_WHAT THE EXERCISE ASKS_.
Starting at the first line of the data below, repeat each line word for word up to and including the line with "Target = green leaf".

==*==

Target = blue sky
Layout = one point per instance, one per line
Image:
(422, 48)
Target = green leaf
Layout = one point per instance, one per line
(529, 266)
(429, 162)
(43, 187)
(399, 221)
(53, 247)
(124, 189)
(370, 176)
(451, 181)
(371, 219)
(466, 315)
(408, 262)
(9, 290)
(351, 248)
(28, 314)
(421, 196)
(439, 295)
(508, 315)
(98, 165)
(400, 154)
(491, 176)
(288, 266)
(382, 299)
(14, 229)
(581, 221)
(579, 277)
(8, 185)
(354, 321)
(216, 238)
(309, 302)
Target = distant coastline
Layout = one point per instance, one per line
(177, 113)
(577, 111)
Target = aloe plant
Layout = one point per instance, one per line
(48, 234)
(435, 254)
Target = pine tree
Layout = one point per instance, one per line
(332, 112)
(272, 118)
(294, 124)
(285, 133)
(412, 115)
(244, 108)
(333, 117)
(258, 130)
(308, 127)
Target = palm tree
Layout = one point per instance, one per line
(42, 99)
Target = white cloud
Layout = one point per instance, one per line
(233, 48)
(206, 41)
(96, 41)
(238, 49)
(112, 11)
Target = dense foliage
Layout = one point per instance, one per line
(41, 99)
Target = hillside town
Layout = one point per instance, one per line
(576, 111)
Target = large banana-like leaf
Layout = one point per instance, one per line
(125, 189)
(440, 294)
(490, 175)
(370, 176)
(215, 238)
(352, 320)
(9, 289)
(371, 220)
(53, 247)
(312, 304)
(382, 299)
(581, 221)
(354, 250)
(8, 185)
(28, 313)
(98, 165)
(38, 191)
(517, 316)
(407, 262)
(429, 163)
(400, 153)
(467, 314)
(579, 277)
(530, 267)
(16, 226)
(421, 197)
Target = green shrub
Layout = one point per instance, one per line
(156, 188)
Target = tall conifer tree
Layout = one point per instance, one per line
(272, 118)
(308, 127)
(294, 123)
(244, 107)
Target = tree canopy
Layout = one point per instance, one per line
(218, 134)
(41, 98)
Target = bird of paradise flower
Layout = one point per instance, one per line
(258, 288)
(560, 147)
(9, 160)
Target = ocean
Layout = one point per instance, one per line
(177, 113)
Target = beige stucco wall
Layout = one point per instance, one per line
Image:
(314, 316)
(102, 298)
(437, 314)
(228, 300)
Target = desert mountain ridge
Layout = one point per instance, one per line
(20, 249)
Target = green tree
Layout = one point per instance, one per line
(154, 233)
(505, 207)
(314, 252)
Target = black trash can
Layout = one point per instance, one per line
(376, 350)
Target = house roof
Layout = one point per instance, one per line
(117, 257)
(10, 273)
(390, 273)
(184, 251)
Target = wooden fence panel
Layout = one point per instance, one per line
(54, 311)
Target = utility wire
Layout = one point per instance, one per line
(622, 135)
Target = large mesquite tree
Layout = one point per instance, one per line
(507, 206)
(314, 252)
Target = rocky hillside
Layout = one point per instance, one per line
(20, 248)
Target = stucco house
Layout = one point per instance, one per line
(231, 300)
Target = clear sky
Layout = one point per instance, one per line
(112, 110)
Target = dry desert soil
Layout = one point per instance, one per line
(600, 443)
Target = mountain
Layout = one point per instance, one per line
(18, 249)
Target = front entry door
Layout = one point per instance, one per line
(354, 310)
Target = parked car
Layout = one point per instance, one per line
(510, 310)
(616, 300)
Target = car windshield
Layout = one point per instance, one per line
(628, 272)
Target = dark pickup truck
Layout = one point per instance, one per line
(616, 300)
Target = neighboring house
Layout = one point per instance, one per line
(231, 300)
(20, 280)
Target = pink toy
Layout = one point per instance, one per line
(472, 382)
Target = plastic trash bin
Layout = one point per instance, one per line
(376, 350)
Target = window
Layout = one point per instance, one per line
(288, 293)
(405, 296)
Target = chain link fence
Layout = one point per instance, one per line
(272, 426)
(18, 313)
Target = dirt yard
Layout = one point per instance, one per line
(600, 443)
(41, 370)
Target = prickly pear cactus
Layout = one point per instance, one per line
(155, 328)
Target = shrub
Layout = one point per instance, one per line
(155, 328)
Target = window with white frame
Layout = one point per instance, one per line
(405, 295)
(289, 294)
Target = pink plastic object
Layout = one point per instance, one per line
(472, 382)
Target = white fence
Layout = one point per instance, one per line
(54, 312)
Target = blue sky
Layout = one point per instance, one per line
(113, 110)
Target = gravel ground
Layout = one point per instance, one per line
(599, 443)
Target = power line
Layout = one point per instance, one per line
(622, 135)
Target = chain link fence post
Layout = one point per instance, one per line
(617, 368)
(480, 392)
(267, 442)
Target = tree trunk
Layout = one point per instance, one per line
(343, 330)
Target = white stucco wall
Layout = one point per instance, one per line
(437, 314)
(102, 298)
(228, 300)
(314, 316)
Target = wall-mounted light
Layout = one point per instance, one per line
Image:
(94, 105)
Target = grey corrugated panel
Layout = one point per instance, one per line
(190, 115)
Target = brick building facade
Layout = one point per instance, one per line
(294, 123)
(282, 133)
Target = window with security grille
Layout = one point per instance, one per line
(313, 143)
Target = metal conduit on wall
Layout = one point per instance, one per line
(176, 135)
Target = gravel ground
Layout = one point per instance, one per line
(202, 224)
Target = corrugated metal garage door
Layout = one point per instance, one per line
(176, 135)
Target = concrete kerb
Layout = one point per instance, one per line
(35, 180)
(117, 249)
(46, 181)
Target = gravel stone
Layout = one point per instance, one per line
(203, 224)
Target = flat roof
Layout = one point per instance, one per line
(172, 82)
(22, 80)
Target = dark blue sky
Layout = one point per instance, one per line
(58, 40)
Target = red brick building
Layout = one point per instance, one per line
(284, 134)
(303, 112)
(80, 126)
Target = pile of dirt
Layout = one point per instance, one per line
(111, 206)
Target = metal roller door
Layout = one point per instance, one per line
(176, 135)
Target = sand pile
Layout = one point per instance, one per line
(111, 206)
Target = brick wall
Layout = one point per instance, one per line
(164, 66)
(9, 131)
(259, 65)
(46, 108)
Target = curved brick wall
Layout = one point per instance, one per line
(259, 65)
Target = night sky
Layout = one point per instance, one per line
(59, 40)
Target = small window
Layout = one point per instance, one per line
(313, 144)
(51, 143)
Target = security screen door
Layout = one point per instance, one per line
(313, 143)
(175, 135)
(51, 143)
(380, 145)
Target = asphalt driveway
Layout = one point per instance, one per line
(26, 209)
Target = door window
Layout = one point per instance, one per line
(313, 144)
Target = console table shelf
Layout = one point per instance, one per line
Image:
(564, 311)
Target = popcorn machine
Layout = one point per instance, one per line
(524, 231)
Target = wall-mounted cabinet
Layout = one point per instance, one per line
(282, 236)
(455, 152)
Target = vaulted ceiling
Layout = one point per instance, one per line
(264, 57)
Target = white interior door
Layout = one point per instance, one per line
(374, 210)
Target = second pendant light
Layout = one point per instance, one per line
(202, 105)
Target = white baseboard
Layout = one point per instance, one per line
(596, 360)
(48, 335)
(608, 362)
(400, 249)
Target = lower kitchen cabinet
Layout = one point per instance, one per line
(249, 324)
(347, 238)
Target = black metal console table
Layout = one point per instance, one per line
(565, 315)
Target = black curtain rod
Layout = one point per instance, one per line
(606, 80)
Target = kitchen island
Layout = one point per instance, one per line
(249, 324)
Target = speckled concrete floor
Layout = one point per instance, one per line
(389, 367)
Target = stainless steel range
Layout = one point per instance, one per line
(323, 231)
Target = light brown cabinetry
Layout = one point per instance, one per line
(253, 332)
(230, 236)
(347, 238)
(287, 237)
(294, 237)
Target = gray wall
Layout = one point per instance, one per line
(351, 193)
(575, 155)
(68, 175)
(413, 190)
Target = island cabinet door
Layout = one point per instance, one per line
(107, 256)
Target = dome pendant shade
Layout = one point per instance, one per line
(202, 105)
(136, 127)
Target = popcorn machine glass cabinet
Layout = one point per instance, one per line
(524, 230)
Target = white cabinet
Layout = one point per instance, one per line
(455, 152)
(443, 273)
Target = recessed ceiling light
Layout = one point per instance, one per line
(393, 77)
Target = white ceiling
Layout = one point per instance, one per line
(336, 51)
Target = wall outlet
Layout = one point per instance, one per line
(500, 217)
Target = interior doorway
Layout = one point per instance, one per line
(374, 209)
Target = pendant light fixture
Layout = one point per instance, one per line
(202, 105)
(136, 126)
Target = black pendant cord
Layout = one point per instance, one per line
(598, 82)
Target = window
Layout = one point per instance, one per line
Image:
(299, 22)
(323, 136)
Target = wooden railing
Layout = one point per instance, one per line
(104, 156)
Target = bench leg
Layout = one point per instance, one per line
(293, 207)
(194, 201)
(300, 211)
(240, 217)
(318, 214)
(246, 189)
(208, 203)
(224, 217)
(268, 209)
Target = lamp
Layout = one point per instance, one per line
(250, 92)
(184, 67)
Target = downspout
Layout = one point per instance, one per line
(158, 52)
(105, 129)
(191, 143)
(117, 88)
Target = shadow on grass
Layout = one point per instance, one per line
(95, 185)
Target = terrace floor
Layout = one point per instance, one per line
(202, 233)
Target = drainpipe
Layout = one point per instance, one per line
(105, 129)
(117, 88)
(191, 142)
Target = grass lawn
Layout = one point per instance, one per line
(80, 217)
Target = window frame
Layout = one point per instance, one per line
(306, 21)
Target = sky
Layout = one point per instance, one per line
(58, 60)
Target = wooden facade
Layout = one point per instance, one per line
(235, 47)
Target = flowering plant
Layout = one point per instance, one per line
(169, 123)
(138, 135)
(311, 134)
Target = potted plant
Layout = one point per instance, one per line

==*==

_TASK SOLUTION_.
Target = blue sky
Layout = one point per instance, one per line
Image:
(422, 48)
Target = green leaf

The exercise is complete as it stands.